### Problem requirements
Please answer these questions from the LLVM revision notice below, one answer per line:
1. What is the new revision number?
2. Which file under the test directory was modified?
3. This change is described as the masked load counterpart to which linked revision?

[Begin Excerpted passage]

[llvm] r262269 - [x86, InstCombine] transform x86 AVX masked loads to LLVM intrinsics

Mon Feb 29 15:16:49 PST 2016

Author: spatel
Date: Mon Feb 29 17:16:48 2016
New Revision: 262269

URL: http://llvm.org/viewvc/llvm-project?rev=262269&view=rev
Log:
[x86, InstCombine] transform x86 AVX masked loads to LLVM intrinsics

The intended effect of this patch in conjunction with:
http://reviews.llvm.org/rL259392
http://reviews.llvm.org/rL260145

is that customers using the AVX intrinsics in C will benefit from combines when
the load mask is constant:

__m128 mload_zeros(float *f) {
  return _mm_maskload_ps(f, _mm_set1_epi32(0));
}

__m128 mload_fakeones(float *f) {
  return _mm_maskload_ps(f, _mm_set1_epi32(1));
}

__m128 mload_ones(float *f) {
  return _mm_maskload_ps(f, _mm_set1_epi32(0x80000000));
}

__m128 mload_oneset(float *f) {
  return _mm_maskload_ps(f, _mm_set_epi32(0x80000000, 0, 0, 0));
}

...so none of the above will actually generate a masked load for optimized code.

This is the masked load counterpart to:
http://reviews.llvm.org/rL262064


Modified:
    llvm/trunk/lib/Transforms/InstCombine/InstCombineCalls.cpp
    llvm/trunk/test/Transforms/InstCombine/x86-masked-memops.ll

Modified: llvm/trunk/lib/Transforms/InstCombine/InstCombineCalls.cpp
URL: http://llvm.org/viewvc/llvm-project/llvm/trunk/lib/Transforms/InstCombine/InstCombineCalls.cpp?rev=262269&r1=262268&r2=262269&view=diff
==============================================================================

--- llvm/trunk/lib/Transforms/InstCombine/InstCombineCalls.cpp (original)

[End Excerpted passage]
[Begin Supplied material]

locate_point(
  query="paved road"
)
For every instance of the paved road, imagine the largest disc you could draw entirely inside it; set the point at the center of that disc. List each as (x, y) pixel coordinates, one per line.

[End Supplied material]

### The answer
1. 262269
2. llvm/trunk/test/Transforms/InstCombine/x86-masked-memops.ll
3. http://reviews.llvm.org/rL262064